EXERCISE BRIEF: Print the material word for word, from its first line through the line containing "xmin=53 ymin=62 xmax=91 ymax=83", including both of those lines.
--- START OF DATA ROWS ---
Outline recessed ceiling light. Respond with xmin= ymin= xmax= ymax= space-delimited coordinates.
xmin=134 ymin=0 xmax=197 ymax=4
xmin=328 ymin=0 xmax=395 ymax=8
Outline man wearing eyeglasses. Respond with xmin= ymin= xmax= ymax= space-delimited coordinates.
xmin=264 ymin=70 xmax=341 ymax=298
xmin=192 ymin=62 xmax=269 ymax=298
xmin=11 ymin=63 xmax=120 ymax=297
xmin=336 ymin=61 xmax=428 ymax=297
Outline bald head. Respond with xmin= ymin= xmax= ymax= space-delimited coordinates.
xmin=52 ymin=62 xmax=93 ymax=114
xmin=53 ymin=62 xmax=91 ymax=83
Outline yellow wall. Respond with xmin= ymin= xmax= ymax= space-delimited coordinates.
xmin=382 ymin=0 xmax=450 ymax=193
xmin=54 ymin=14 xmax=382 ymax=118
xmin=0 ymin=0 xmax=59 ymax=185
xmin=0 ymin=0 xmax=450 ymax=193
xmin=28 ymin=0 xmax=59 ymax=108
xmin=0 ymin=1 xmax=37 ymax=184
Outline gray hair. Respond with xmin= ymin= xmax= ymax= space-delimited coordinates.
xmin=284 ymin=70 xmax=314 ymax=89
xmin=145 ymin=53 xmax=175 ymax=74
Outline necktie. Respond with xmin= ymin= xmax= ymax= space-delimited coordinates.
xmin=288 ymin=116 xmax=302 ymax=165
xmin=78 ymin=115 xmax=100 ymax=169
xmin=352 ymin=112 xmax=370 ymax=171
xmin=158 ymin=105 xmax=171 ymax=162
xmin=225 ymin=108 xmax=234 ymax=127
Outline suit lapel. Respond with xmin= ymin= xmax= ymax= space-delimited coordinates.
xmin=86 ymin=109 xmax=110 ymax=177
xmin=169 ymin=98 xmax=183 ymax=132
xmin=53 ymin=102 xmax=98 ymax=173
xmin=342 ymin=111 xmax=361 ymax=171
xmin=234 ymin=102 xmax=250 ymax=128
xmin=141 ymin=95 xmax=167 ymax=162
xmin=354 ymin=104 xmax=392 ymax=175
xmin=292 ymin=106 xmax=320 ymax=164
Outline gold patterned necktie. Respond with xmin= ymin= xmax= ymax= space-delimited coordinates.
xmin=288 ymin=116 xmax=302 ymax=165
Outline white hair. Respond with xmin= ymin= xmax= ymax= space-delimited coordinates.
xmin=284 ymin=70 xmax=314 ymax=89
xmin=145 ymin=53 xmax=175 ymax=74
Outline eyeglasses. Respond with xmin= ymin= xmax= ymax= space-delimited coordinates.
--- END OF DATA ROWS ---
FINISHED ANSWER:
Outline recessed ceiling light. Respond with xmin= ymin= xmax= ymax= space-delimited coordinates.
xmin=134 ymin=0 xmax=197 ymax=4
xmin=328 ymin=0 xmax=395 ymax=8
Outline man wearing eyeglasses. Respond with xmin= ymin= xmax= ymax= space-delimited coordinates.
xmin=264 ymin=70 xmax=341 ymax=298
xmin=192 ymin=62 xmax=269 ymax=298
xmin=11 ymin=63 xmax=120 ymax=297
xmin=336 ymin=61 xmax=428 ymax=297
Outline bald head. Respond with xmin= ymin= xmax= ymax= space-delimited coordinates.
xmin=52 ymin=62 xmax=93 ymax=114
xmin=53 ymin=62 xmax=91 ymax=83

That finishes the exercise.